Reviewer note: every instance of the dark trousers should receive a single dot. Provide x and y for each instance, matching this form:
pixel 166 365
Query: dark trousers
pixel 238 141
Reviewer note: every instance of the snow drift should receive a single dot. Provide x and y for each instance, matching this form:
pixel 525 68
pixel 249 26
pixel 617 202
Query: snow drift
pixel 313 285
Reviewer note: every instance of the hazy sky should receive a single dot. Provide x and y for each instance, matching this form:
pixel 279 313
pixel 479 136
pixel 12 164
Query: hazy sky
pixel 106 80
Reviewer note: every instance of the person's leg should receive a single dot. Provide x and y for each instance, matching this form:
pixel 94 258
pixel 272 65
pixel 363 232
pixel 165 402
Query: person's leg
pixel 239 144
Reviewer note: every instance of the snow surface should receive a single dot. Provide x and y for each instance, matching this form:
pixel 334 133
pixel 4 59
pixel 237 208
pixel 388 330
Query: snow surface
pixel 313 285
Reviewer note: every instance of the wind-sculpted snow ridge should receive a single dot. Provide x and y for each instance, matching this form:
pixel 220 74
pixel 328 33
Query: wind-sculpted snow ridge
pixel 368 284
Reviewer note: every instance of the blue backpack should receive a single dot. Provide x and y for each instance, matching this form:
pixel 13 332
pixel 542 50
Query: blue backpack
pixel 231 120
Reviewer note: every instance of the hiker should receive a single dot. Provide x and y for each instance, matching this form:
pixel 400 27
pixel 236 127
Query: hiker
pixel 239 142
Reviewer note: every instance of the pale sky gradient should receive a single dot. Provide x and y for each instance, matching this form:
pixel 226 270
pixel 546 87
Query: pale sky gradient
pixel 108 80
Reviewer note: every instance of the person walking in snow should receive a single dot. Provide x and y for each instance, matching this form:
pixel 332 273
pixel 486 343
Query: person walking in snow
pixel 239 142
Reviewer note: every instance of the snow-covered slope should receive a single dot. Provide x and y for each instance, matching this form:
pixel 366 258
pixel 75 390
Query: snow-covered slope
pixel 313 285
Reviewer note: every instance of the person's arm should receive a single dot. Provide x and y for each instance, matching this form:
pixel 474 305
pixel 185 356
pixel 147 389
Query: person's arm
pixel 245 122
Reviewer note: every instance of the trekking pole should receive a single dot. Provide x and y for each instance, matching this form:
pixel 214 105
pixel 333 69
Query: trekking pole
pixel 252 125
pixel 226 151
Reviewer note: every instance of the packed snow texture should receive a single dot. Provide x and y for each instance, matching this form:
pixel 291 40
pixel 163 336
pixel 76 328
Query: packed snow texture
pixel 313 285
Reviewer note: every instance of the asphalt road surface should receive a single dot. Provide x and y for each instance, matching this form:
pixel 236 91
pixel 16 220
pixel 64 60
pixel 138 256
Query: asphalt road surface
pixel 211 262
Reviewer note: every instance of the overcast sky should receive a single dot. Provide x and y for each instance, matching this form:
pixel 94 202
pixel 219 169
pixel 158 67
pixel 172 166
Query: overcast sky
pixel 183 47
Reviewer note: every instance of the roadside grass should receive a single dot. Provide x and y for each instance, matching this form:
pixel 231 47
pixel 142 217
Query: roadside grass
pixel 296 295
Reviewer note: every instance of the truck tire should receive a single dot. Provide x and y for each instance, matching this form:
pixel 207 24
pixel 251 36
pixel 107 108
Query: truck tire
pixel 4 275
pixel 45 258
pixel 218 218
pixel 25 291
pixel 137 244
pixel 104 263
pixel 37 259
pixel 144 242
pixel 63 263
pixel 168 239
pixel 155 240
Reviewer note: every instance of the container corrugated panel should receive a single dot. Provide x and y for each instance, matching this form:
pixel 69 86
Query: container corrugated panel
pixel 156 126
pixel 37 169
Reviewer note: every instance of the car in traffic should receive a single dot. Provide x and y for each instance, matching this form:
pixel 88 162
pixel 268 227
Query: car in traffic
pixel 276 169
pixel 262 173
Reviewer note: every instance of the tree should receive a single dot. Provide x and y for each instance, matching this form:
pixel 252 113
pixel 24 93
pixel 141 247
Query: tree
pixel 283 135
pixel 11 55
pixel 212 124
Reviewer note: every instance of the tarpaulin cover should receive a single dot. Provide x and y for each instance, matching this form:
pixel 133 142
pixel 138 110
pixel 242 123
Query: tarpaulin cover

------------------------------------------------------------

* What the task requires
In the material above, find each line containing the word "tarpaulin" and copy it.

* Answer to the problem
Reviewer note: every instance of the tarpaulin cover should receive a single dot. Provide x and y for each instance, matching this form:
Query: tarpaulin cover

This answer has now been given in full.